(Record excerpts)
========================

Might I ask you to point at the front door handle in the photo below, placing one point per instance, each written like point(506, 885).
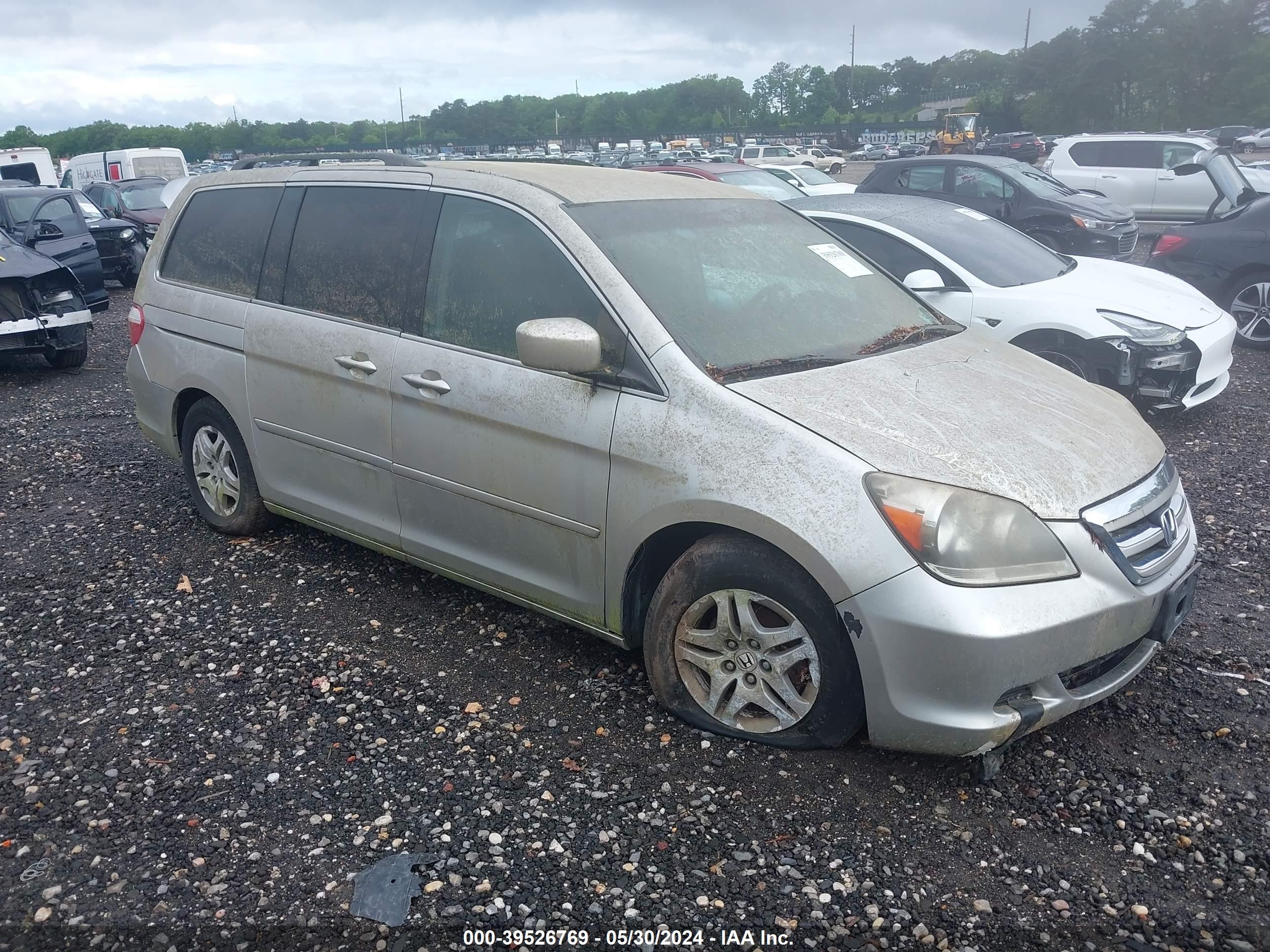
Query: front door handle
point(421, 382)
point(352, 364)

========================

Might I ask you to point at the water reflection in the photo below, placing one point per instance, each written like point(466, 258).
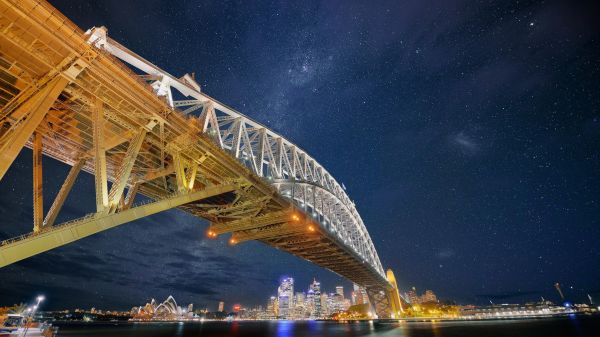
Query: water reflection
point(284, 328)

========================

(Short problem)
Please copy the part of the items that opens with the line containing "Might I ask you to point at the front" and closes with the line containing "point(352, 364)", keeping every line unchanged but leaving out the pictures.

(The response)
Might I ask you to point at the front door handle in the photo below, placing one point per instance, each written like point(506, 885).
Query: front door handle
point(421, 382)
point(352, 364)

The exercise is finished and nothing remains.